• Task details: Filter the items below and copy every line that contains the word "white". Case counts, so a line matches only if its capitalization is the same.

• Supplied material:

______________________________

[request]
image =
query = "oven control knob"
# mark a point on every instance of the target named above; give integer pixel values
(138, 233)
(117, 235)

______________________________

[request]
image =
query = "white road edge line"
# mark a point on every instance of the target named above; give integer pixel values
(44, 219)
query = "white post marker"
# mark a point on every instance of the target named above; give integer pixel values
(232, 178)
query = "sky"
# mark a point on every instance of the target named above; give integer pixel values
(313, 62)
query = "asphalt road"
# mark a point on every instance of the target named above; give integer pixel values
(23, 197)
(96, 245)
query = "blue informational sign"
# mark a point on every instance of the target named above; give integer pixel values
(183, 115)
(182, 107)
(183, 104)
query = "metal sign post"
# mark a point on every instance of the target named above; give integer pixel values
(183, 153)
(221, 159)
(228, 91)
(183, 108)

______________________________

• Response for this exercise:
query = "white road edge line"
query = "white post marker"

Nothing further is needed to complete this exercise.